The aldermen did the political math. They did what representative government representatives are supposed to do: listen to the voters, think for themselves and make decisions. They did their jobs, and also increased the tax levy -- fractionally -- without the sky falling or the recall machine gearing up.

The irony, or the hypocrisy, really, is that TABOR, which is aimed at local government, is emerging in the state Legislature, where for years, members of both parties ran up billions in deficit spending like identity thieves with stolen credit cards. They bought whatever they wanted -- with other people's money.

During the Thompson-McCallum era of big spending, legislators allowed the state to buy enough automobiles to make the folks at Hertz blush.

Though they often touted the virtues of free enterprise, the Republican-led state government acquired for the state a fleet of airplanes, complete with snazzy, high-flying turboprops, a spiffy new hangar and fueling operations under the state Department of Administration.

========

__Your objective__
Continue the commentary on TABOR and state spending, starting right after its final sentence about the state's airplane fleet.

[Referring expression data]
========

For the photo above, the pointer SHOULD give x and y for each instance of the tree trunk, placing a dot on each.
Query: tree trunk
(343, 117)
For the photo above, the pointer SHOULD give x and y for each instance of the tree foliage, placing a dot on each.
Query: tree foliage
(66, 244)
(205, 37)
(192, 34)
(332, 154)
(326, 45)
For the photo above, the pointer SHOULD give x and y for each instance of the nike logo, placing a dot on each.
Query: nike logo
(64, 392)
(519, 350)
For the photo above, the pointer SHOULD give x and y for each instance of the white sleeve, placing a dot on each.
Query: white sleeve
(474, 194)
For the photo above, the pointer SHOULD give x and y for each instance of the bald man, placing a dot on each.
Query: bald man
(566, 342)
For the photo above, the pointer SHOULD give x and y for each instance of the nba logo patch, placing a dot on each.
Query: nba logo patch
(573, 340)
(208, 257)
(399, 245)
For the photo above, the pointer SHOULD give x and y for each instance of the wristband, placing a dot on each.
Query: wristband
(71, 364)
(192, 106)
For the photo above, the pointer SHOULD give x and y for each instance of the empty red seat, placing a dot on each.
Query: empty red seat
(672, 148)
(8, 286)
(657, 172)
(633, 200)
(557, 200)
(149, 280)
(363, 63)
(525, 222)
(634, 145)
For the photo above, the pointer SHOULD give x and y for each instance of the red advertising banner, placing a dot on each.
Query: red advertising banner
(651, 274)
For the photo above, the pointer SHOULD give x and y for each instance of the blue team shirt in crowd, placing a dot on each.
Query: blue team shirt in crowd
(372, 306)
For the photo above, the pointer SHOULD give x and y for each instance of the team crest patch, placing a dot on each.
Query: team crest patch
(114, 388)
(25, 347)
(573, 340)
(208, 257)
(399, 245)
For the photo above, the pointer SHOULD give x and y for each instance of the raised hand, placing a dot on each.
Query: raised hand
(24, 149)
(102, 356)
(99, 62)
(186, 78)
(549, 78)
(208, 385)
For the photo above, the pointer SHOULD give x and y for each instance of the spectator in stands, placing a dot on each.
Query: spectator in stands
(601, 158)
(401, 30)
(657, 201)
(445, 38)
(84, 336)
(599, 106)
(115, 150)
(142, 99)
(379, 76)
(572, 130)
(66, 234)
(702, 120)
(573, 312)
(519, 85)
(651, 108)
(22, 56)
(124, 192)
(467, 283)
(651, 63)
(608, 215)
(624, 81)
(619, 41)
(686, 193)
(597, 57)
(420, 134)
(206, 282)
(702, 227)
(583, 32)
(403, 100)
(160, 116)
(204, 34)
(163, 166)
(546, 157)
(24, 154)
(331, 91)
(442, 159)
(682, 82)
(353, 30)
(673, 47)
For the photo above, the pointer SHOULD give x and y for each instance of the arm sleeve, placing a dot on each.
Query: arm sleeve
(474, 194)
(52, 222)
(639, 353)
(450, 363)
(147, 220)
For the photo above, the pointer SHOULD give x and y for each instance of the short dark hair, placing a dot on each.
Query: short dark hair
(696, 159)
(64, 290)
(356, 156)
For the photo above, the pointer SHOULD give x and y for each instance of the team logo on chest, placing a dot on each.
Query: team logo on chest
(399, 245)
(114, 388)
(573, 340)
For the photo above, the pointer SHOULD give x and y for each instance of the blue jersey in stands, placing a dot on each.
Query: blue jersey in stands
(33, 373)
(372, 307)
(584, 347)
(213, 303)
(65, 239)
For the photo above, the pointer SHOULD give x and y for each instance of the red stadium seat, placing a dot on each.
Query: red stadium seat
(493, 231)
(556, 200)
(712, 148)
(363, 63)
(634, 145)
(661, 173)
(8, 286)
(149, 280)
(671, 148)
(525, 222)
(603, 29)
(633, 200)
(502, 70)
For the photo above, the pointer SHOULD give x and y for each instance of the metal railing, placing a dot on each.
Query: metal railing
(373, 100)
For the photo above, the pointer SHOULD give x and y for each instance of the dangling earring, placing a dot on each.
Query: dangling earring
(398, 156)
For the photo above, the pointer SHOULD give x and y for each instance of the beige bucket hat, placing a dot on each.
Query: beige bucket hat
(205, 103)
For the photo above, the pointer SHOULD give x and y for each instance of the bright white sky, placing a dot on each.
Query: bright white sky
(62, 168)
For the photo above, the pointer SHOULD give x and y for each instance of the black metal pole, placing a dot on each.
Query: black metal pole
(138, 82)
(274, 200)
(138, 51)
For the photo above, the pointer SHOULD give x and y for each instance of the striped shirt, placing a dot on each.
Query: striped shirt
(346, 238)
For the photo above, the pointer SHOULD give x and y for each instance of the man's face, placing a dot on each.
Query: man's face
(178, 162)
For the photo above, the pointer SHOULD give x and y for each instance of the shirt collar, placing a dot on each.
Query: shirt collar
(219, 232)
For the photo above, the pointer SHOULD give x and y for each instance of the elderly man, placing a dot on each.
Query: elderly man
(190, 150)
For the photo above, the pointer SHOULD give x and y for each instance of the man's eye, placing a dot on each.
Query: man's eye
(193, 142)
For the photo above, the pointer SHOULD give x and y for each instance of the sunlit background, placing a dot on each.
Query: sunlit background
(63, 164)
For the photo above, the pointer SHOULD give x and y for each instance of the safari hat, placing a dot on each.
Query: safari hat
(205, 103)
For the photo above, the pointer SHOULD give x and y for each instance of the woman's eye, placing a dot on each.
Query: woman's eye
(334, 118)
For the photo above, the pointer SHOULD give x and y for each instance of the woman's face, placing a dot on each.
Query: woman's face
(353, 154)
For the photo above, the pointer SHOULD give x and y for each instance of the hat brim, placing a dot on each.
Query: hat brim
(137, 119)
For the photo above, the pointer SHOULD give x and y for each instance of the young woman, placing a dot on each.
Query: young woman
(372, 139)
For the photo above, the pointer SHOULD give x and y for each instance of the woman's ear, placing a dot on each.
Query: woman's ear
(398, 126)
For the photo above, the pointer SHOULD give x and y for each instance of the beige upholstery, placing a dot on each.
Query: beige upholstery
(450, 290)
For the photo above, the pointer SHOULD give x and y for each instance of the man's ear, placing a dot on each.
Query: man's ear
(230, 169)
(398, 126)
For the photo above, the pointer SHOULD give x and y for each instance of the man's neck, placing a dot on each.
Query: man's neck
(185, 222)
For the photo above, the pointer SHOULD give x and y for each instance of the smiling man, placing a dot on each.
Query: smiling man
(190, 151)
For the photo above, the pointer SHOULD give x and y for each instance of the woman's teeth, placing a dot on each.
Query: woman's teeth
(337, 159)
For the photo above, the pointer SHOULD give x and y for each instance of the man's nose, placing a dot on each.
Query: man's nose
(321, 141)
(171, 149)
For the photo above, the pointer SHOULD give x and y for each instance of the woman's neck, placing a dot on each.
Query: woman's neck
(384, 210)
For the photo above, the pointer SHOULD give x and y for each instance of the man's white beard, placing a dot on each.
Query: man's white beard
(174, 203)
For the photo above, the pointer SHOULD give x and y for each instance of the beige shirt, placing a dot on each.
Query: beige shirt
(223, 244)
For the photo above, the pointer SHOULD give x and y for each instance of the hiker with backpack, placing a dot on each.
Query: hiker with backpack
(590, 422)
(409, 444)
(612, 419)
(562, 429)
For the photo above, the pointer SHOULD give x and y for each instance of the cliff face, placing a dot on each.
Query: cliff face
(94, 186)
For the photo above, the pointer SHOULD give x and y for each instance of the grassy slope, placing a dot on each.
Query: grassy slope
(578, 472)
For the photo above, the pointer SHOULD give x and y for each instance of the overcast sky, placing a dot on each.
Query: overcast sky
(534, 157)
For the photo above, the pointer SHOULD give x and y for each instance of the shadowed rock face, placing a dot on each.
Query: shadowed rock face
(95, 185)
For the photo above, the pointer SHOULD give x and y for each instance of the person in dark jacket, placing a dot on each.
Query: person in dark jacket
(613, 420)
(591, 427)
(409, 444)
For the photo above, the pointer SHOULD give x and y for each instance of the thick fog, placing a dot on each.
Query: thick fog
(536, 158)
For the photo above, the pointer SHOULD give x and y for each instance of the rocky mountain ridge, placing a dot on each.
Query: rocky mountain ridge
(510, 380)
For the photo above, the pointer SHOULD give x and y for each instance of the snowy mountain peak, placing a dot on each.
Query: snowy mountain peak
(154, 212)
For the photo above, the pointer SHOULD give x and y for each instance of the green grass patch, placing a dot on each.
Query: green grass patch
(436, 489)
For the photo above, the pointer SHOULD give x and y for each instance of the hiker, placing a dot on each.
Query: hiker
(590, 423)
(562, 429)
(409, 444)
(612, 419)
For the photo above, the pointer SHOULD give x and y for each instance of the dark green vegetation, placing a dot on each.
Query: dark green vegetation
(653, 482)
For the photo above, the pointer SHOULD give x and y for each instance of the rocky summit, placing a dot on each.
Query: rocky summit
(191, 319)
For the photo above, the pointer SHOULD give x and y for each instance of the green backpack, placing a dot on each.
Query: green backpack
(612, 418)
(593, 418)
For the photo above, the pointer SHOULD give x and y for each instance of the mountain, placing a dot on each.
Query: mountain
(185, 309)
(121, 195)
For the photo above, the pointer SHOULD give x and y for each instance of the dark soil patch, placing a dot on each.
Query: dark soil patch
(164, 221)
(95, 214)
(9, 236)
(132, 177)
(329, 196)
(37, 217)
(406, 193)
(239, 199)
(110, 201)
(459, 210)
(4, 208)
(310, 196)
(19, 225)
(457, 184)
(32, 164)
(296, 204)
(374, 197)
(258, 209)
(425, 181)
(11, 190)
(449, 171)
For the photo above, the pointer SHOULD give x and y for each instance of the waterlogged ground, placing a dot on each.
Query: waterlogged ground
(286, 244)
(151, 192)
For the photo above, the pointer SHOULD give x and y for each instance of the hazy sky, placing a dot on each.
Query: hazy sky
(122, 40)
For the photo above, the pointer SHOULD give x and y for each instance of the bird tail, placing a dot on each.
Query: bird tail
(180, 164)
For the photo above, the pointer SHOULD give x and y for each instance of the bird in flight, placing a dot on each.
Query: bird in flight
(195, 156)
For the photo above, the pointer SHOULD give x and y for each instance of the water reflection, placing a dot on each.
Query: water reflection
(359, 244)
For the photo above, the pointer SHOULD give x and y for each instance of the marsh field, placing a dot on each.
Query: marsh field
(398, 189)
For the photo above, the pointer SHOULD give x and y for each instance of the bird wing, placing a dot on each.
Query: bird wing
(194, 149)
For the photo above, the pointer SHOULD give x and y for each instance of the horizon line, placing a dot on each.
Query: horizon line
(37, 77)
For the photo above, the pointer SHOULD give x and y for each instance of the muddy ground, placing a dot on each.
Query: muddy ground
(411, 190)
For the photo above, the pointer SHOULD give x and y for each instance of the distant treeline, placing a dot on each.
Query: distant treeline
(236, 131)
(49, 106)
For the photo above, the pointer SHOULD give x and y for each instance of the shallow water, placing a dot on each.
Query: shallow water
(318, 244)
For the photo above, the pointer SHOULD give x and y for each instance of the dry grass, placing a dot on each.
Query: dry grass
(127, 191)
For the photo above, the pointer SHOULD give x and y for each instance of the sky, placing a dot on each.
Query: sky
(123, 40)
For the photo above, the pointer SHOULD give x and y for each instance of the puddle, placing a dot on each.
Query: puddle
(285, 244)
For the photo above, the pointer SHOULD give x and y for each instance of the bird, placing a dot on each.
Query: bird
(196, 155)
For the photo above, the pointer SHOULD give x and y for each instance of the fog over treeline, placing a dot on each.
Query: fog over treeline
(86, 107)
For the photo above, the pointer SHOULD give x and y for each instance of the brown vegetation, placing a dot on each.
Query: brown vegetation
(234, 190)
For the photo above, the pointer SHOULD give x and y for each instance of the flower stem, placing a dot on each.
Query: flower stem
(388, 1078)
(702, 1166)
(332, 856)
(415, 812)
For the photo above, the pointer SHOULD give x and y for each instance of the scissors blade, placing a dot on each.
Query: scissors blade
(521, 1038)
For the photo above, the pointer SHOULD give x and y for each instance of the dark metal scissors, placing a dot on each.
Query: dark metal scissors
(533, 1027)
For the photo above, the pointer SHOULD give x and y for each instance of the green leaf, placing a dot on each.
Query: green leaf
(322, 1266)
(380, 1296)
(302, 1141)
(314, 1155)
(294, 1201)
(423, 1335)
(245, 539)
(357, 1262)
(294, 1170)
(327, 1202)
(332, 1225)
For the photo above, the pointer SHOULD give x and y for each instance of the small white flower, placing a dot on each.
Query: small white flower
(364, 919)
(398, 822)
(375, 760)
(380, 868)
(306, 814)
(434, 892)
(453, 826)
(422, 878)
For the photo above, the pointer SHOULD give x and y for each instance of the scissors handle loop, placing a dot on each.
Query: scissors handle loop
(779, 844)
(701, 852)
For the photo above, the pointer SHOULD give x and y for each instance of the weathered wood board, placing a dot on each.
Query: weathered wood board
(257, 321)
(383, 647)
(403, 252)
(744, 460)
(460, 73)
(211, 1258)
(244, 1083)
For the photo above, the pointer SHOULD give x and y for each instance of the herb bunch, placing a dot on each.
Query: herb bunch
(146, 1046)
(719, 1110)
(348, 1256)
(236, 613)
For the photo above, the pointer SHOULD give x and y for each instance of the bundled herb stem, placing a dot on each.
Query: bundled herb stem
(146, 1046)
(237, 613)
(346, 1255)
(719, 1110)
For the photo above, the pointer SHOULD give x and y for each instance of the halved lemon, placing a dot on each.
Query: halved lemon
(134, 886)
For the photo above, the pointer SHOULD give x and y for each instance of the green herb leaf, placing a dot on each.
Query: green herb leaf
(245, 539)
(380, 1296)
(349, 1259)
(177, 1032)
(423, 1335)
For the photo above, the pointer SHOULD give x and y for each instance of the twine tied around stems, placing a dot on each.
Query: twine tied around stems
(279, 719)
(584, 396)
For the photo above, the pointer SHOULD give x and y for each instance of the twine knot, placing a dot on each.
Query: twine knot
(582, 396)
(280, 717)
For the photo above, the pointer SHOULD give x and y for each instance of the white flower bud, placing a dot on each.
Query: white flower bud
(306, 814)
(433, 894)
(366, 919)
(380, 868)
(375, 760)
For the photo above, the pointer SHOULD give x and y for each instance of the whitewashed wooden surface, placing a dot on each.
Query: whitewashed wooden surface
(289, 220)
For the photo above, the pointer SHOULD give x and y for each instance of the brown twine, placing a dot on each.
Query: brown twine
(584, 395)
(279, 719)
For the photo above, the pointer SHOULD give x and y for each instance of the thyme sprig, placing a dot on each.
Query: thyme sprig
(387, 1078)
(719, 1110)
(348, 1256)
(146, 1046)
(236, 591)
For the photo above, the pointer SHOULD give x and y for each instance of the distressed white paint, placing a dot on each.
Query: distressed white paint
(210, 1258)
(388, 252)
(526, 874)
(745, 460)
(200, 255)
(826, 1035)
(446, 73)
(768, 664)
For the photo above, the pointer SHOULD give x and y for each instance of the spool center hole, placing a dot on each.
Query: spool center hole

========

__Task result__
When I called the state DOA a couple of years ago to ask some questions about the planes' cost on behalf of Norquist, for whom I worked at the time, the receptionist said, "Oh: you want the airline?"

Some of the legislators who now have tax freeze fever were also busy the last few years helping the state build multi-million dollar new state office buildings all over Madison: downtown (The Tommy G. Thompson Commerce Center and The Risser Justice Center); on the south side (The Department of Revenue headquarters); and on a wooded hill on the far east side (the Department of Ag, Trade and Consumer Protection's new digs).

Legislators also helped outfit them at the public's expense with enough computers to run a small country, parking lots, miles of phone lines and expensive office furnishings.

They went on this binge while extolling the virtues at election time of small businesses and entrepreneurs -- whose offices are often in a spare bedroom or behind a curtain at the back of the shop, wired to the Internet on a hand-me-down computer and slow dial-up service.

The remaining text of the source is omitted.